▼
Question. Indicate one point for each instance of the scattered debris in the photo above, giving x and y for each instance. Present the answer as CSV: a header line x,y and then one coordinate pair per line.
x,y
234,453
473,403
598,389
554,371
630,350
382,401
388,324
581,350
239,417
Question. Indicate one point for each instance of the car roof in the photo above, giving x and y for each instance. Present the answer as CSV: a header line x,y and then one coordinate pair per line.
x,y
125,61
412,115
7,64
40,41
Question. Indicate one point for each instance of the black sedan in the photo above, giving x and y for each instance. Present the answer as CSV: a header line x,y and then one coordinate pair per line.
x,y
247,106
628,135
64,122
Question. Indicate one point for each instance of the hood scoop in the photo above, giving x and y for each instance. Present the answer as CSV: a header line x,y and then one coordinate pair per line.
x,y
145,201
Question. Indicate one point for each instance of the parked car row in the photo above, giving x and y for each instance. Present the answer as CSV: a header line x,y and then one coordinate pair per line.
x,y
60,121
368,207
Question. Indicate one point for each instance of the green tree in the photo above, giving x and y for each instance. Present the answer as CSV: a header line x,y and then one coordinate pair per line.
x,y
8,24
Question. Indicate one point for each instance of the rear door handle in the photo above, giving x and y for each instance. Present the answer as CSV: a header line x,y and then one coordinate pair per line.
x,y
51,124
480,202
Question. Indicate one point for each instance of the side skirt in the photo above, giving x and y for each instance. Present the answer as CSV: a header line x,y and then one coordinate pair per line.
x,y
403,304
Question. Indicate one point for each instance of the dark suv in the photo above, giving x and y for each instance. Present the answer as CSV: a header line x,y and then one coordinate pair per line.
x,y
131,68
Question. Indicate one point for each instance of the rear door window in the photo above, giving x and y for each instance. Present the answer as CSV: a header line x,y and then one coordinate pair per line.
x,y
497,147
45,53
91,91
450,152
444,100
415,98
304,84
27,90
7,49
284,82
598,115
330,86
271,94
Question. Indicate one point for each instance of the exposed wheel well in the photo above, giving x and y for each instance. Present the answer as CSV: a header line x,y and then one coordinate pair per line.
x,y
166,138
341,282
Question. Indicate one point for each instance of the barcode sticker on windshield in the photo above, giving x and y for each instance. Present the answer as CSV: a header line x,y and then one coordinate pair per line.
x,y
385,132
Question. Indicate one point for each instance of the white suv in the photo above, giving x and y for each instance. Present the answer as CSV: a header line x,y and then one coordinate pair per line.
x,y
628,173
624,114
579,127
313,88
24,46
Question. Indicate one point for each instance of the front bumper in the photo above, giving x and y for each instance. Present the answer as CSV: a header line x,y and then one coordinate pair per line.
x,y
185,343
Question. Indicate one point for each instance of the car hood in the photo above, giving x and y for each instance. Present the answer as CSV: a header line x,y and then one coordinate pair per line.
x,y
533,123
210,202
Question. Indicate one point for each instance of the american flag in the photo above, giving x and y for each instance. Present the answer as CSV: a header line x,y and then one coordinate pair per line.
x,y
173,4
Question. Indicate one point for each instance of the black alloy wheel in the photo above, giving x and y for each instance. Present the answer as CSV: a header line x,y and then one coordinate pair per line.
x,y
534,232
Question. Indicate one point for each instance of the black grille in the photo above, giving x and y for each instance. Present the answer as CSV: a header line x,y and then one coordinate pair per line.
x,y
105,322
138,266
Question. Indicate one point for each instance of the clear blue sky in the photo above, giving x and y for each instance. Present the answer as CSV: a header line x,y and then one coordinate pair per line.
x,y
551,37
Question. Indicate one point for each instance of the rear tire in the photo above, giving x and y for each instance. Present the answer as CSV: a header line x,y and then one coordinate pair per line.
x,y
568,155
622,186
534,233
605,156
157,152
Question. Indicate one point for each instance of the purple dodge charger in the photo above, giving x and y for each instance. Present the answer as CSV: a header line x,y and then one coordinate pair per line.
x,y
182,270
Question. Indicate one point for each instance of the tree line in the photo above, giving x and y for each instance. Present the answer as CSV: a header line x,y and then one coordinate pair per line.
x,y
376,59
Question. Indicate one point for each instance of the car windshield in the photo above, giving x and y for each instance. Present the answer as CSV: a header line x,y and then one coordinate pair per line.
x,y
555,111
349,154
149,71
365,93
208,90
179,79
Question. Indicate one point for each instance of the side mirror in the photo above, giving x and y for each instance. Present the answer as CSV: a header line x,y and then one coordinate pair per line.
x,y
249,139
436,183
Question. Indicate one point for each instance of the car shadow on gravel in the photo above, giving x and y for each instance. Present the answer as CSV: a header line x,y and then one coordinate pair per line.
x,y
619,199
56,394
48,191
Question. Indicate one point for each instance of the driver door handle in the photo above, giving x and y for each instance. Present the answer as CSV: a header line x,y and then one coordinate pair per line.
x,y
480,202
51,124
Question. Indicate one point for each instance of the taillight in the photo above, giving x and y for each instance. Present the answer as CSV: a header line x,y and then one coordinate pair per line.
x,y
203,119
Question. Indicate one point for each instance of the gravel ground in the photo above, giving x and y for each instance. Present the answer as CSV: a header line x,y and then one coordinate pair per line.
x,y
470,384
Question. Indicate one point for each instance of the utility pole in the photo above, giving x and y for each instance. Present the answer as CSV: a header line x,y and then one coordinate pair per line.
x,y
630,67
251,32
▲
YOUR GOAL: Set down only the lines running from the line with "Question. Indicate one point for each instance of the utility" to the end of the entries above, both included, exactly as they stand.

RESPONSE TO THE EXERCISE:
Question. Indicate one point for each instance of the utility pole in the photo above, giving x and y for each instance. Present the answer as CSV: a header line x,y and then one coordinate pair per line.
x,y
630,67
251,32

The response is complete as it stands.